** CHALLENGE **
Transcribe all the entries word for word, omitting any pictures they contain.

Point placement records

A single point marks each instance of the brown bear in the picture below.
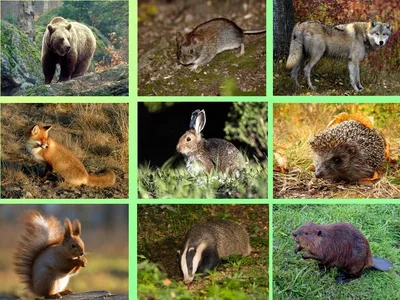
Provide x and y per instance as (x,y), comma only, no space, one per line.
(69,44)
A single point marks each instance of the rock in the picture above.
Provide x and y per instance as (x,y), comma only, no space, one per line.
(111,82)
(20,60)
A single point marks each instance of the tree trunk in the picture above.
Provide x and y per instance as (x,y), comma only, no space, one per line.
(283,26)
(25,19)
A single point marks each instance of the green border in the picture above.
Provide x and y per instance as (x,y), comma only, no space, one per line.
(133,100)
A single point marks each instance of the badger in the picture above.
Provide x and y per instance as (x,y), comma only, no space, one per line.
(206,243)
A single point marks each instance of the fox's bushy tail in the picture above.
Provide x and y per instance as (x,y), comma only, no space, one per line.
(296,47)
(103,179)
(40,233)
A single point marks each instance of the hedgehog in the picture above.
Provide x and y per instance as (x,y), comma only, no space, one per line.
(348,151)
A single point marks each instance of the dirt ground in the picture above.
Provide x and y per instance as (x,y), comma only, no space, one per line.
(227,74)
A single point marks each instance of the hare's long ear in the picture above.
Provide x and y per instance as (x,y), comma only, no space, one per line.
(193,118)
(200,121)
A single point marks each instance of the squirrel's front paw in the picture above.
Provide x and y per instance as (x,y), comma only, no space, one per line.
(83,261)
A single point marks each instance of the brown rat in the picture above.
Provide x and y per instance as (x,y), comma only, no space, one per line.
(338,245)
(203,43)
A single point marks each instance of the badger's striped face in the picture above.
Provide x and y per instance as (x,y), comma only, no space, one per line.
(190,260)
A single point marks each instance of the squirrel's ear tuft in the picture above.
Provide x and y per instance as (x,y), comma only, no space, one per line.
(76,227)
(68,229)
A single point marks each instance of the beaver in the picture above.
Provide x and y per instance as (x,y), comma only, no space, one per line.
(338,245)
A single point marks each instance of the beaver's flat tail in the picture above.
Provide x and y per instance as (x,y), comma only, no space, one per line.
(382,264)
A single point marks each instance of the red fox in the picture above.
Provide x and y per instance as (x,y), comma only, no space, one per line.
(62,161)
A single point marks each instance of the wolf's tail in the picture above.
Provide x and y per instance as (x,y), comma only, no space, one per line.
(296,47)
(382,264)
(102,180)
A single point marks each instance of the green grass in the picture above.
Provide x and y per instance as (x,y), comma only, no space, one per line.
(177,183)
(296,278)
(331,77)
(161,231)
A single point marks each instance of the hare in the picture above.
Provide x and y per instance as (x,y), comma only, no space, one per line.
(207,155)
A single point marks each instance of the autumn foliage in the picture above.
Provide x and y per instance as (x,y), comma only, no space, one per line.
(346,11)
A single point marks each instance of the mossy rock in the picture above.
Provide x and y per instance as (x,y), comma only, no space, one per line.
(20,59)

** FULL SOLUTION **
A single point marks each instance of the brown bear in the picture below.
Provide x and y per instance as (x,y), comma only, no space, one per line.
(69,44)
A single point marks each instance of the rock in the picture above.
Provide x and y per instance as (x,y), comma only, no space, one per line.
(111,82)
(20,60)
A single point marks each instance of the tree trunk in the picture above.
Provide x and y per instance as (x,y), comma only, no space, one per line.
(283,26)
(25,19)
A single point marks each instance of the green border in the picture above.
Provide x and y per instance as (x,y), comma only, no space, one per line.
(133,100)
A single point marks each instance of the badger in the picture above.
Provide x and y per instance as (x,y), comma only, no space, one per line.
(206,243)
A single point marks each instance of the fox's bushy tail in the picture above.
Provide x and y per instance as (x,y), comma only, no space, one per line.
(296,47)
(103,179)
(40,233)
A single point marks each instance of the hedgehog in the picture above.
Provide x and y per instance as (x,y), comma only, no space, one per line.
(348,151)
A single point marks each instance of the dirt ground in the picture above.
Provide x and y per instance as (x,y), comma only, no space, one per line.
(227,74)
A single point marks each instance of the hare's long ear in the picture above.
Provide x and y per instance as (x,y), comma only, no space, one per line.
(193,118)
(200,121)
A single point marks each instance of the squirrel's front paw in the picture above.
Provide x and y per instance as (x,y), comma only, no space, one per line.
(83,261)
A single point marks each instance of the brown rat in the picture above.
Provide x and y per instance as (x,y), comma only, no space, one per line.
(338,245)
(203,43)
A single point marks each instance of the badger's striped face in the picture above.
Provide x and y per instance as (x,y), comma only, no space, one per line.
(190,260)
A single point marks each instance of the squirrel's ear tuft in the picture above.
Provide x and y per instance as (x,y), comma only, no space, one per line.
(76,227)
(68,229)
A single point marks each instance of the beaver in the picture above.
Provide x and y per instance as (x,y), comma only, no space, one per line.
(338,245)
A single point marks each instance of the beaver's flat tail in the picture above.
Provide x and y per instance as (x,y), comma only, no space, one per line.
(382,264)
A single point marks each instance of the red fox in the picture above.
Provide x and y per instance as (x,y), comma only, no space, one per line.
(62,161)
A single point marks each instance of the wolf's tail in the picture above.
Provide x and y per instance as (x,y), comma only, no space, one per line.
(296,47)
(382,264)
(102,180)
A single point marks each instance of the green grass in the picture above.
Provide x and y per instance as (x,y), comma only, no space, one per line.
(177,183)
(296,278)
(331,77)
(161,231)
A single point marks each instance of the hare in the picture above.
Provide x and y per instance as (x,y), comma only, no space, one per line.
(207,155)
A single point marks each instance of the autumn foliage in the picture above.
Provide x and y per instance as (x,y), comma only, no space, one per line.
(346,11)
A single point marks each instance of the mossy rock in the picture above.
Provide x and y per instance as (x,y), comma only, no space, one per line.
(20,59)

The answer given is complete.